— Begin Text —

One of the most common questions we get asked is “What’s more important when trying to get a job in project management, domain, or project expertise?”
Unfortunately, the answer like many others in the field of project management is “that depends!”
Many organisations love employing a SME (Subject Matter Expert) and wouldn’t consider anything but, when looking fill their project management roles. We see it time and time again when clients send us their job descriptions demanding a candidate have 5 years+ experience in their field of operation as well as project management expertise.
For many, this is why project management is still considered as a second career. Potential practitioners need to have gained general experience in the workplace and specific expertise in their industry/Domain if they are to effectively and efficiently transition into running projects. It’s all well and good knowing all the theory behind project management, but it is an experiential profession and you need the battle scars and hands on experience if you are to be successful.
This is not a situation that just impacts individuals who are looking to break into the field of project management; many established practitioners find their job opportunities blocked because they do not have the detailed industry/Domain knowledge that a client believes is necessary. These organisations crush the concept of project management being a transferable skillset across domain. Maybe sometimes, say in a regulated industry there is a thin case but many times it is fear of the unknown that drives this behaviour.
So, as someone who is looking to break into project management, having domain expertise is a great place to start; at least you will have something that you can bring to the table.
The 80:20 Rule
So, in the image below we’re really talking about knowledge and experience (Domain and Project) over time.
Typically, when entering the field of project management, practitioners will have a much higher level in terms of domain expertise than project management. As such, when looking for an opportunity it is more likely that an organisation like Company X, where domain is 80% and project 20% typifies the profile of their roles, could provide an opening.
I would suggest that Company Y and Company Z would be much harder to break into for someone who is just starting out in their project management career.
Company X – may be for example a small software house who need elements of project management but what they actually really want is you to be in the trenches digging in the code being a productive member of the team. The emphasis when hiring here is technical competence. The domain vs project split here will be 80:20 (maybe 70:30).
Company Y – A project manager at this organisation would bridge the gap between the technical and non-technical employees. We recently had a Microsoft Dynamics vacancy that would fit company Y’s profile. The person for that role needed to understand Dynamics, though they weren’t required to be hands on in configuring the product but having that understanding allowed them to manage their team and also the client. The domain vs project split here would be 50:50 or maybe 60:40 in either direction.

— End Text —
— Begin Data listing —

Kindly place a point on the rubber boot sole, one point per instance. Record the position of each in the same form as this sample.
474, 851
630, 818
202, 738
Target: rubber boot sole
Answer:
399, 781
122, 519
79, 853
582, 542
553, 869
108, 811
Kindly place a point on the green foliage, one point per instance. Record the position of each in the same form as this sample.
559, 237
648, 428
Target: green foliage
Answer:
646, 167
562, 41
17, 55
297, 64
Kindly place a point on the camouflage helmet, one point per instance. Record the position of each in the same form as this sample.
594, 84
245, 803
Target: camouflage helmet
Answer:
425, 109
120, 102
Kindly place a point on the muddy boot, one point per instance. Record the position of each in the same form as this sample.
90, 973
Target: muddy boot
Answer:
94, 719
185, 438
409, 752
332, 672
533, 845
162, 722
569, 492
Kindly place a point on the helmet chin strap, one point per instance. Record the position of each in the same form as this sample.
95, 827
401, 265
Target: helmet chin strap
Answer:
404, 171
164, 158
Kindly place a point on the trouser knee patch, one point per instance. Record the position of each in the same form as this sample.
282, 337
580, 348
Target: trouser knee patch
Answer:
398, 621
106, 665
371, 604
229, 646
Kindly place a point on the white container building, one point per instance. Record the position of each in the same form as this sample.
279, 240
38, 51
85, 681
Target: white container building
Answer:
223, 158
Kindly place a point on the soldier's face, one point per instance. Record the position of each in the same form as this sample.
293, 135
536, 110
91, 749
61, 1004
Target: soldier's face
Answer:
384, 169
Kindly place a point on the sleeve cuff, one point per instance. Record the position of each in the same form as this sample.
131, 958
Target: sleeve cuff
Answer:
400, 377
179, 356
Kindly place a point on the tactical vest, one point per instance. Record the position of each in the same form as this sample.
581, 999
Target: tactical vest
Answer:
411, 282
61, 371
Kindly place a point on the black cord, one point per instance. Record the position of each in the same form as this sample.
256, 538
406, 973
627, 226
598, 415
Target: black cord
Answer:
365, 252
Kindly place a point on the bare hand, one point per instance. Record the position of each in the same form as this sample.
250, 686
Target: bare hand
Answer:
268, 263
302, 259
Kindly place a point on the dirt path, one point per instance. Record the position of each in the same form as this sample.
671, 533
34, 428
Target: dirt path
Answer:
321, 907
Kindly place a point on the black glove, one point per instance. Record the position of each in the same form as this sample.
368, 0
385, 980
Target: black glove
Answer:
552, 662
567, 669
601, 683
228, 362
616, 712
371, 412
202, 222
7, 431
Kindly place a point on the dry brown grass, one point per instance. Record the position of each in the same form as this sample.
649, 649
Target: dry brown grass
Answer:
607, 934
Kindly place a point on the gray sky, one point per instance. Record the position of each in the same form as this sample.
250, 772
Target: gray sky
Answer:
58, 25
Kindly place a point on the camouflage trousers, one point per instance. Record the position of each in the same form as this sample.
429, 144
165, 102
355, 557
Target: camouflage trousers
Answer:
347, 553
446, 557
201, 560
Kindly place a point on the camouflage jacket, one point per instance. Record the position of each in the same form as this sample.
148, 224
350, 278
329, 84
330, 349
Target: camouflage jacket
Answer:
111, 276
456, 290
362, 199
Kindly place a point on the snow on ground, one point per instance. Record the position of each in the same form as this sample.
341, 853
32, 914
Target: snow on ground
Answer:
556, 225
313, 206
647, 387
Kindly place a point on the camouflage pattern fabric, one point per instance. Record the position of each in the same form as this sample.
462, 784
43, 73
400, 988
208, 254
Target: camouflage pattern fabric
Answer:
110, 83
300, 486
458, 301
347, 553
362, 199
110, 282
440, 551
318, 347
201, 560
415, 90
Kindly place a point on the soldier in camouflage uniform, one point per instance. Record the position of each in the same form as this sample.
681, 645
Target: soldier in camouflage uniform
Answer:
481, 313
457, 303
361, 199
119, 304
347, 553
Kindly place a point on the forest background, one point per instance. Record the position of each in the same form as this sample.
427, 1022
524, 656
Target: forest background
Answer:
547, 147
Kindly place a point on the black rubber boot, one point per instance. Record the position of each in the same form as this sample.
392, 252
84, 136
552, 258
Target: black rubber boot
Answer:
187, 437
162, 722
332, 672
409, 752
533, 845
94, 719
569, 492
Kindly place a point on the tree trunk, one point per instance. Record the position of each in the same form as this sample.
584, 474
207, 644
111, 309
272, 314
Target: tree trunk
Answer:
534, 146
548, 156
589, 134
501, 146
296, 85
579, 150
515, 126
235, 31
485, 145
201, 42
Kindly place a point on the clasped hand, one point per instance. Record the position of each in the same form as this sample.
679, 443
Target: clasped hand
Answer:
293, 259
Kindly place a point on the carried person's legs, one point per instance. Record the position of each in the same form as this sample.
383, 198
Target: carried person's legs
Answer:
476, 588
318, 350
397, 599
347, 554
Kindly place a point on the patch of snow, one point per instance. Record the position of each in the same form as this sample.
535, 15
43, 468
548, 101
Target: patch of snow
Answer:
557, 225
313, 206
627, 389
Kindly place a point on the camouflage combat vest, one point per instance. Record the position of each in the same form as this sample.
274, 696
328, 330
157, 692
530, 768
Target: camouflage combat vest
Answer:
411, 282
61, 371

— End Data listing —

Objective 1 >> Repeat the passage of the project management article starting at "I would suggest" and ending at "80:20 (maybe 70:30).".
Objective 2 >> Write the next part of the article on domain and project expertise in project management, picking up after its final sentence.

Task output 1 >>
I would suggest that Company Y and Company Z would be much harder to break into for someone who is just starting out in their project management career.
Company X – may be for example a small software house who need elements of project management but what they actually really want is you to be in the trenches digging in the code being a productive member of the team. The emphasis when hiring here is technical competence. The domain vs project split here will be 80:20 (maybe 70:30).

Task output 2 >>
Company Z – This company hires you to be a project management practitioner, they want you for your ability to manage and deliver projects. Your team will then have the domain knowledge and relevant skills to allow the project to be delivered. To be a PM here you need to be about people, making things happen, breaking down walls and building bridges. All of the “soft” skills that will make a project successful. This company is the opposite extreme to company X with the domain vs project split being more like 20:80.
As a practitioner, it is important that you are always assessing where you are and what you are doing. You may fall lucky and work for an organisation where the opportunity to grow through the phases outlined above within the single business exist. Alternatively, you may have to plan your career moves to match your ambition. Then along the way you may find that you have a achieved a balance that suits you as an individual. It ultimately comes down to you and what you are looking for from your career.
It can be easy to spend a long amount of time in one organisation and get lost in the way they work and operate when delivering projects. For many it comes as a great shock when they are exposed to the wider market that what they were doing for organisation X as a project manager, organisation Y and Z may well consider to be a project coordinator.
It’s important to remember that an organisation generally shapes its project management requirements and procedures to meet their own business demands not your career and future opportunity. Keep your eye on the market and don’t get institutionalised!
Bridge or engine room?
A final point about domain and one that we always talk to people about, is if the project manager is too heavily weighted towards the domain.
The question is, where will they be in a crisis?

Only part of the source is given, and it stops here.